### SHORT EXERCISE
Copy every one of the records below word for word, keeping each line as it is.

### GIVEN INFORMATION

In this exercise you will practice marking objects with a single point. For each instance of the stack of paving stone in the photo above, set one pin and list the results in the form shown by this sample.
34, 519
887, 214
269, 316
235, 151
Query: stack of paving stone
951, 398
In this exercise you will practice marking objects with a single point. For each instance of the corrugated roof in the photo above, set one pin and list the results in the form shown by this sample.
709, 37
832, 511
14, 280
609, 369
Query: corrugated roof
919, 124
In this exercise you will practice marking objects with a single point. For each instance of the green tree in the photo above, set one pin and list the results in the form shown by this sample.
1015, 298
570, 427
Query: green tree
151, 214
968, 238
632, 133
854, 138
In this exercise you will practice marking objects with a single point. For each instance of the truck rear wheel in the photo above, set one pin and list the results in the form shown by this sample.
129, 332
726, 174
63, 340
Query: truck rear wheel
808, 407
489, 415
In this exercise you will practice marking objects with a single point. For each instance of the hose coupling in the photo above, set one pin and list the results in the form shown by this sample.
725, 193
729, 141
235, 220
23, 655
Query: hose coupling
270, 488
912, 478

### EXERCISE SOLUTION
In this exercise you will practice marking objects with a single point. For each instance of the stack of paving stone in the photo above, set one pin and list the results in the form shown by this sample.
34, 519
887, 214
269, 316
235, 151
Query: stack of paving stone
951, 398
In this exercise you will practice marking objects with a single point. For each instance of the corrugated roof in the photo above, set one pin and list the results in the form shown by this sample.
709, 37
832, 511
14, 280
609, 369
Query: corrugated roof
919, 124
In this exercise you will practice marking objects with a single point. For each instance of the green tree in the photo above, set one pin and list the results in the form shown by this sample.
1015, 298
570, 427
Query: green tree
151, 214
968, 238
632, 133
854, 138
In this exercise you will practice marking objects with a single point. For each instance of the truck rear wheel in the photo above, set one pin and list the results in the form shown by this sample.
129, 332
726, 174
63, 340
Query: truck rear wheel
808, 407
489, 415
In this exercise you will practice marking objects with a single point. For each instance of the hose coupling in the photo above, set one pin and list the results in the form shown by this sample.
725, 193
729, 141
235, 220
23, 655
Query: hose coupling
270, 488
912, 478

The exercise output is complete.